[Stored data]
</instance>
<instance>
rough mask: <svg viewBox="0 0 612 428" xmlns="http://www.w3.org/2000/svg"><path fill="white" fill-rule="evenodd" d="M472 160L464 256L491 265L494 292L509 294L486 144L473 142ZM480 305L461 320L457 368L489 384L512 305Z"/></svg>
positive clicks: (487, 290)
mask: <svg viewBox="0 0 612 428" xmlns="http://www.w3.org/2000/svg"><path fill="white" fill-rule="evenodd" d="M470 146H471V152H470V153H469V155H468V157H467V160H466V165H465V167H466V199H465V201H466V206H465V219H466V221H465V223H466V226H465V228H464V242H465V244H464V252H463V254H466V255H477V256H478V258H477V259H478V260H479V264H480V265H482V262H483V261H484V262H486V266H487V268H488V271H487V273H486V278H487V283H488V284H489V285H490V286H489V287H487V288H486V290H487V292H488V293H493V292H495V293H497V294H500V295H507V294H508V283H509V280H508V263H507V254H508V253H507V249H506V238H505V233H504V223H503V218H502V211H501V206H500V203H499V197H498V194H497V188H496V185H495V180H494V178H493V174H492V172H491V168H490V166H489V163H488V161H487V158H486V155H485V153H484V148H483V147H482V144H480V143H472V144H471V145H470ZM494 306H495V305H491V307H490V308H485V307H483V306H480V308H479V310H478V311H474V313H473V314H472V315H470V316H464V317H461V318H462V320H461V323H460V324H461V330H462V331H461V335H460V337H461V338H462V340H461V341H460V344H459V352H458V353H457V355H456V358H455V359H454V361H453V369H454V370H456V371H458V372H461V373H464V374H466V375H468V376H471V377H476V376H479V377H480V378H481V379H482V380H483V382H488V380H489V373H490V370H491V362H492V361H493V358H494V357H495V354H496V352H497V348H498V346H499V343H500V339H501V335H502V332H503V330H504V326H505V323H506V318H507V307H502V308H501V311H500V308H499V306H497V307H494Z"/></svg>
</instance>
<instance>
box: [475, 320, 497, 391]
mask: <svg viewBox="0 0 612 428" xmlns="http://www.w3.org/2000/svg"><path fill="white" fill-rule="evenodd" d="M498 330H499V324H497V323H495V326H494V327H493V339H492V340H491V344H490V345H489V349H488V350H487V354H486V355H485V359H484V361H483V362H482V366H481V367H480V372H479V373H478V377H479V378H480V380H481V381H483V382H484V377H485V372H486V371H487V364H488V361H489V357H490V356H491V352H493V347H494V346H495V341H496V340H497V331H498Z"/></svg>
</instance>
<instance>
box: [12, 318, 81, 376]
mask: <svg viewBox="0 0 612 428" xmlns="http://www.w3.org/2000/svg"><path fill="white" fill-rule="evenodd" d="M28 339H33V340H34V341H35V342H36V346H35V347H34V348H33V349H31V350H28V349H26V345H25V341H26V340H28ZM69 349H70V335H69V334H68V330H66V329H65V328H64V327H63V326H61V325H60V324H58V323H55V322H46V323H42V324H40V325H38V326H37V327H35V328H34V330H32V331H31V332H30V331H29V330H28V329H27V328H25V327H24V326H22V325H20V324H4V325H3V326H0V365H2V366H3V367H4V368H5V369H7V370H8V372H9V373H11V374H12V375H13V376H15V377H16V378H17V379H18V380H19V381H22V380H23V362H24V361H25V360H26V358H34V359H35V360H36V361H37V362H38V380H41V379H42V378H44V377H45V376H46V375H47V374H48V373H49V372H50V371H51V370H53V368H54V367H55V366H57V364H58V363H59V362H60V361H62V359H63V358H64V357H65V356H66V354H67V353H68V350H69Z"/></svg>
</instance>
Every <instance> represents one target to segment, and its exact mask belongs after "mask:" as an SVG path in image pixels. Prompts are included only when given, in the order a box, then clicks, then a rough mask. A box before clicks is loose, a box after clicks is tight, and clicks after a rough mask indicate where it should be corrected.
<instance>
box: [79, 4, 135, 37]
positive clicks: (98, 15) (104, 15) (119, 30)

■ Activity ■
Among the lines above, find those containing the word "rough" and copy each.

■ Completed task ■
rough mask: <svg viewBox="0 0 612 428" xmlns="http://www.w3.org/2000/svg"><path fill="white" fill-rule="evenodd" d="M472 160L464 256L491 265L494 292L509 294L486 144L473 142ZM480 305L461 320L457 368L489 384L512 305Z"/></svg>
Every <instance> represents one target to segment, and its exact mask belongs after "mask:" as an SVG path in image pixels. Prompts are included only when given, in the order a box, then clicks, then a rough mask. A box before clicks is loose, a box after clicks is tight, and clicks after a rough mask indicate where it should be corrected.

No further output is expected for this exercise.